Reproduce the items below word for word, from their first line through the line that contains "--holes even-odd", and stop there.

- **RECORDS FOR THIS TASK**
________________
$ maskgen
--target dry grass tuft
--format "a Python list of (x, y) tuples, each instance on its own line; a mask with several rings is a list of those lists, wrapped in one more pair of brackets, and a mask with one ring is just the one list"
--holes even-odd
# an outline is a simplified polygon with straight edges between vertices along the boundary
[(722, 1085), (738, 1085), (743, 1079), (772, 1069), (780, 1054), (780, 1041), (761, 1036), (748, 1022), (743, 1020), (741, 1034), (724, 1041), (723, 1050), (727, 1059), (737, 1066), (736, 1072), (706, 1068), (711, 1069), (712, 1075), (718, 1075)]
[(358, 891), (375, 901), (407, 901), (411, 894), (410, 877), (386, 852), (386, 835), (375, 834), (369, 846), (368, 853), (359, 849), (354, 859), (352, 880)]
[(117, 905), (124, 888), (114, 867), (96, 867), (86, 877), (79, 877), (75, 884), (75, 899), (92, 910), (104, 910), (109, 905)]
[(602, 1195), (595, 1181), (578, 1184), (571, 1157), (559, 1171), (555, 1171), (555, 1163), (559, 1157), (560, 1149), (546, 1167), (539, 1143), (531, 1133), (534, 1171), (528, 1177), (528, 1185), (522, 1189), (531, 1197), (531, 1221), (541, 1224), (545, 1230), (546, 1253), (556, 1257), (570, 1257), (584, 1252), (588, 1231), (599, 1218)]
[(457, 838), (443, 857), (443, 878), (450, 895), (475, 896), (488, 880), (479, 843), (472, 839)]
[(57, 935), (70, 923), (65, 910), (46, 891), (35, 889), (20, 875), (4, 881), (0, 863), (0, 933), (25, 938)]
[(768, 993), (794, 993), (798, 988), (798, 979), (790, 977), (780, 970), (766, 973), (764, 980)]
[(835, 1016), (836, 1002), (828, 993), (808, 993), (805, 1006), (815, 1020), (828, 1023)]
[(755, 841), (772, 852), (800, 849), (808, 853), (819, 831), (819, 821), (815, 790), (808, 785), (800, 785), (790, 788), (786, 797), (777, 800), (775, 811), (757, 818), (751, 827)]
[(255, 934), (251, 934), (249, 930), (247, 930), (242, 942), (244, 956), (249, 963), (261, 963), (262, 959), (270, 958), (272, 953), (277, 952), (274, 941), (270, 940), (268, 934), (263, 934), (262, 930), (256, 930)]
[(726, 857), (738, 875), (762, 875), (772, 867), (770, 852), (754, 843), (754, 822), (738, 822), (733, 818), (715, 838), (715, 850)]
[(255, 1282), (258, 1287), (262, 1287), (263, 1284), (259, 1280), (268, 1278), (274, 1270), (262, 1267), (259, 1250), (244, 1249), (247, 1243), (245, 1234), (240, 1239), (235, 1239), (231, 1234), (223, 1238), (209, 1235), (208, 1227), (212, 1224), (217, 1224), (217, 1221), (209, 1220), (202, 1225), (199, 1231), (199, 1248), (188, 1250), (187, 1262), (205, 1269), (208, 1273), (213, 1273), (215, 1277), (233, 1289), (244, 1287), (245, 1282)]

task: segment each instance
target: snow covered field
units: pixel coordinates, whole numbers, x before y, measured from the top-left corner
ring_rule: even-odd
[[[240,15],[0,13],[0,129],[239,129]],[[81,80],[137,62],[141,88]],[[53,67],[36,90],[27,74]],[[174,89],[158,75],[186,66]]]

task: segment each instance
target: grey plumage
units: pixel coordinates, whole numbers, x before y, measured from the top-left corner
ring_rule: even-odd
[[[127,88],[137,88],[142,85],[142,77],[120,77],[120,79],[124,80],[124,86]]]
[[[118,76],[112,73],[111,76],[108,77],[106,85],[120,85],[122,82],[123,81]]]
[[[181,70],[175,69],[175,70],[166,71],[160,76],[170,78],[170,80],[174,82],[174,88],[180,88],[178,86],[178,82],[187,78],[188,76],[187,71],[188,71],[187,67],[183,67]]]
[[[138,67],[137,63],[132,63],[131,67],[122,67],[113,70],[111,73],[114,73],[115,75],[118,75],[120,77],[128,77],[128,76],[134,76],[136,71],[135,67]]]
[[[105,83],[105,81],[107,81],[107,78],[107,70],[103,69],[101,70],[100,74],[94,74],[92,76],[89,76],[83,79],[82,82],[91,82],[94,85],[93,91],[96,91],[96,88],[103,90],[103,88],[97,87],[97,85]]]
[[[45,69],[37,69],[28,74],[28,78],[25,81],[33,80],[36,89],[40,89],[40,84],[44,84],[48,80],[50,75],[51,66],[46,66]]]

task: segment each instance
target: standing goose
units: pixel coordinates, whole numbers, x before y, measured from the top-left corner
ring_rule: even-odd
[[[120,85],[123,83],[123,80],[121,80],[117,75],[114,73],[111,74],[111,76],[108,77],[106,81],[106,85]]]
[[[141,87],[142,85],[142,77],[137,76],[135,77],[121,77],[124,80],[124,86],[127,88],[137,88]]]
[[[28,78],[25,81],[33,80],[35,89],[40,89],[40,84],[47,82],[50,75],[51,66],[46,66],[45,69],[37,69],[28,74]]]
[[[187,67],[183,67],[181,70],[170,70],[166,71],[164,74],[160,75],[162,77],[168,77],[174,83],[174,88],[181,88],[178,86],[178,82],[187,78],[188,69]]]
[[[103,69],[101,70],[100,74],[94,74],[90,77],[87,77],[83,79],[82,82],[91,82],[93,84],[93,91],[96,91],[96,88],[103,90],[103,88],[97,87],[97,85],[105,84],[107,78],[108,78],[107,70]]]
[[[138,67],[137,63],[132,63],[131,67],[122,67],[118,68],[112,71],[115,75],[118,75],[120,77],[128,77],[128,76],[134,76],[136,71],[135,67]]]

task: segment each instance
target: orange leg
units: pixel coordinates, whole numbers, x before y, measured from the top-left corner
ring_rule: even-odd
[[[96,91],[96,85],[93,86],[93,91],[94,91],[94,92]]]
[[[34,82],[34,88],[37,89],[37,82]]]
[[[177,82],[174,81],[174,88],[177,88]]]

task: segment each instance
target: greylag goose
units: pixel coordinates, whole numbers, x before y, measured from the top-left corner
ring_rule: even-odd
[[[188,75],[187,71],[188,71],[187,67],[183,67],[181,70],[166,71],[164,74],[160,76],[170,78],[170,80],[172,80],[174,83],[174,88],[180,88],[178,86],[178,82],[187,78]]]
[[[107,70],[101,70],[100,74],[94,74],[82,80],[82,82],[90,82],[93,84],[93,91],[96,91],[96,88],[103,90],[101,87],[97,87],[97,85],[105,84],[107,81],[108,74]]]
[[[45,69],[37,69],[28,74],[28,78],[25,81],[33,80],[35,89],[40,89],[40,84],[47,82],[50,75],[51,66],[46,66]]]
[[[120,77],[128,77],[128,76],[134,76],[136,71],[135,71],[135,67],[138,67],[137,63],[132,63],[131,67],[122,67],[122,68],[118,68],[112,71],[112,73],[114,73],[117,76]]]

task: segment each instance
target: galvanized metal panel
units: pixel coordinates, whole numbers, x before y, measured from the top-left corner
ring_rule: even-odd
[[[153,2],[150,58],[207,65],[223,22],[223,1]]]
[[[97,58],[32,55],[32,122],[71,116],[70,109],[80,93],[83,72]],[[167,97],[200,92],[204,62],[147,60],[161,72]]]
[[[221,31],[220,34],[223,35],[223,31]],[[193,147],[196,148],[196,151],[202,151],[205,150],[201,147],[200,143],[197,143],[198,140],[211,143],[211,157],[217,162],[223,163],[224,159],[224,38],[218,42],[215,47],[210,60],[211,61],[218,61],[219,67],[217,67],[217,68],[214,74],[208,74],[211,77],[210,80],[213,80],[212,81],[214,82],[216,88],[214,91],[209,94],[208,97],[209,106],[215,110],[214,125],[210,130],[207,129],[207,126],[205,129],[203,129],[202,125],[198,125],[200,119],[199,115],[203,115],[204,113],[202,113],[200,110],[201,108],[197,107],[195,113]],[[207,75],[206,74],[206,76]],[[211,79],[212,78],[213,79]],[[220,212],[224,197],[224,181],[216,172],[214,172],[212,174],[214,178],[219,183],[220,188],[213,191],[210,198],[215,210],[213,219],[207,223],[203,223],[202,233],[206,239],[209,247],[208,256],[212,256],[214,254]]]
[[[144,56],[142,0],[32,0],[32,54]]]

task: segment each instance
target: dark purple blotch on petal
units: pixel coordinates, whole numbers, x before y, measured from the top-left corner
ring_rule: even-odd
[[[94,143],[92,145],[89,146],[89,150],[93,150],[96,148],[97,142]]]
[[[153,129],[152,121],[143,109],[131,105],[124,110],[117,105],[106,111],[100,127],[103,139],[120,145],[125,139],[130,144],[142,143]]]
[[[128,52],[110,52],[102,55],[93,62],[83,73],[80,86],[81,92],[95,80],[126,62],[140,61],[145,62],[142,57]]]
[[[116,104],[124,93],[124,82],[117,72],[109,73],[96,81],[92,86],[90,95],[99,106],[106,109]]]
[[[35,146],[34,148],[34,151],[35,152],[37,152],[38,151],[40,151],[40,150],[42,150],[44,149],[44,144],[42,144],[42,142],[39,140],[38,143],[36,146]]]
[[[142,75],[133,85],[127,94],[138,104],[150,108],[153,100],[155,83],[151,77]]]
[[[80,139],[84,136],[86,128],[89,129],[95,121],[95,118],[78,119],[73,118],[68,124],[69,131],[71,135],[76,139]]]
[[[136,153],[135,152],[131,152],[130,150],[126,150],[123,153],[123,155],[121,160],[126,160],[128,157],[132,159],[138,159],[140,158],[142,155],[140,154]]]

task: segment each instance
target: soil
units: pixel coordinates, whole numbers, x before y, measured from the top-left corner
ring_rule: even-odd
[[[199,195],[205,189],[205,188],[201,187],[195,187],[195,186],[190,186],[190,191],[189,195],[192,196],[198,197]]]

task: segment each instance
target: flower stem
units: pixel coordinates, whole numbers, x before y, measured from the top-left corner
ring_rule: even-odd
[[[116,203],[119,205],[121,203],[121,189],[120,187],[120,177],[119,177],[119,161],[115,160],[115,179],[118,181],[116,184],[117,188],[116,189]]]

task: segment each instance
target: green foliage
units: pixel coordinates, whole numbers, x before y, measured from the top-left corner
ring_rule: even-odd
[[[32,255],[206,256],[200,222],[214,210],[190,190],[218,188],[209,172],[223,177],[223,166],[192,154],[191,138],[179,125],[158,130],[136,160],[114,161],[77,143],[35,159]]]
________________
- **COMPLETE RESPONSE**
$ maskgen
--target dry grass tuft
--format "a Python list of (x, y) tuples, each instance on its own line; a mask with several rings is a list of those lists, wrapped in one more pair of brackets, and a mask with one ring is just the one list"
--holes even-odd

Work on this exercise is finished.